作業指示:
下の本文抜粋について、次の問いに答えてください。
1. 食中毒の原因菌が増殖しやすい温度は何℃ですか?
2. 食材を加熱するときの目安はどう示されていますか?
3. 飲食店でHACCPの考え方を取り入れた衛生管理が原則求められるのはいつからですか?

飲食店で発生する食中毒の多くは、設備や食材の衛生管理が不適切だったり、食材の加熱が不十分だったりすることが原因です。では、飲食店で食中毒を発生させないためには、どのような対策を行なえばいいのでしょうか?
飲食店で食中毒を発生させないためには?
飲食店の食中毒予防では、3原則である、食中毒の原因を「つけない」「増やさない」「やっつける」を意識することが重要になってきます。
■つけない
食中毒の原因菌やウイルスを食材に「つけない」ようにするためには、調理前に手洗いをしっかりと行うほか、調理道具やキッチンの衛生管理を徹底しましょう。また、別の食材に原因菌やウイルスがつかないように、食材ごとにまな板や包丁を使い分けるなどの工夫も必要です。
■増やさない
食中毒の原因菌を「増やさない」ためには、食材や調理済み食品の適切な温度管理が大切です。20~50℃は食中毒の原因菌が増殖しやすい温度なので、長時間常温で放置するなどはNG。食材ごとに適した温度で保存を行うほか、調理済みの食品に関しても10℃以下または65℃以上で管理しましょう。
■やっつける
食中毒の原因菌やウイルスを「やっつける」ためには、食材をしっかりと加熱しましょう。加熱することで死滅する細菌やウイルスも多いです。中心部を75℃で1分以上加熱することを目安としながら調理を行いましょう。
こうした食中毒対策を確実なものにするために有効なのが、「HACCP(ハサップ)」です。HACCPは、国際的に認められている衛生管理手法で、飲食店も2021年6月1日から原則HACCPの考え方を取り入れた衛生管理が求められます。
HACCPでは、衛生管理計画の作成、実行、記録により、衛生管理の“見える化”を行います。どのような衛生管理を行っているか見える化することで、食中毒のリスクを軽減させることにつながります。
画像素材:PIXTA
テイクアウトやデリバリーの注意点は?
お客さんが食べるまでに時間がかかるテイクアウトやデリバリーは、店内飲食のときよりも、食中毒が発生するリスクが増します。食中毒対策としては、店内飲食のときと同じく、食中毒の原因を「つけない」「増やさない」「やっつける」という対策が基本ですが、テイクアウトやデリバリーだからこそ、気をつけなければならないこともあります。
例えば、生や半生のものは食中毒のリスクが高いため、テイクアウトやデリバリーのメニューとしては不向きです。十分に加熱した食材を使ったメニューなど、テイクアウトやデリバリーに適したメニューを考案しましょう。
また、盛り付けの際は清潔な手袋を用いるなどして、食中毒の原因菌やウイルスがつかないようにします。冷ます必要がある食品は、小分けにして速やかに冷ますようにしてください。食中毒の原因菌が増殖しないよう、テイクアウトやデリバリー用の保冷剤を用意するのも良いでしょう。

元データ:
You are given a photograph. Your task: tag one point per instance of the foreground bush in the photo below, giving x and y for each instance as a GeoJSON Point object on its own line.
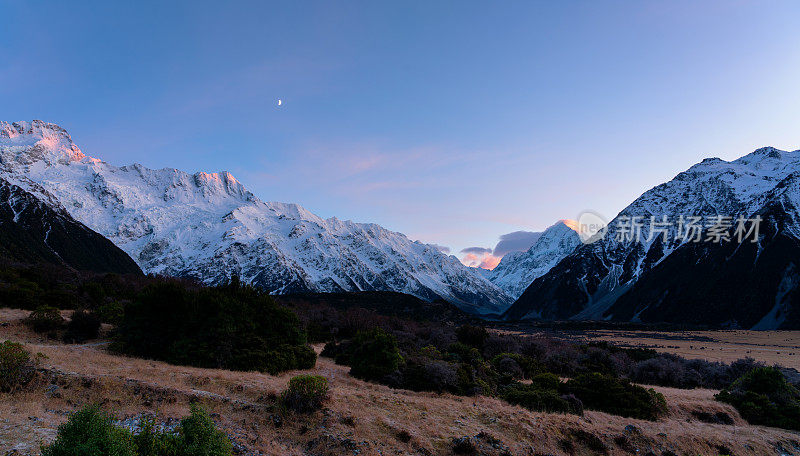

作業結果:
1. 20~50℃
2. 中心部を75℃で1分以上加熱すること
3. 2021年6月1日から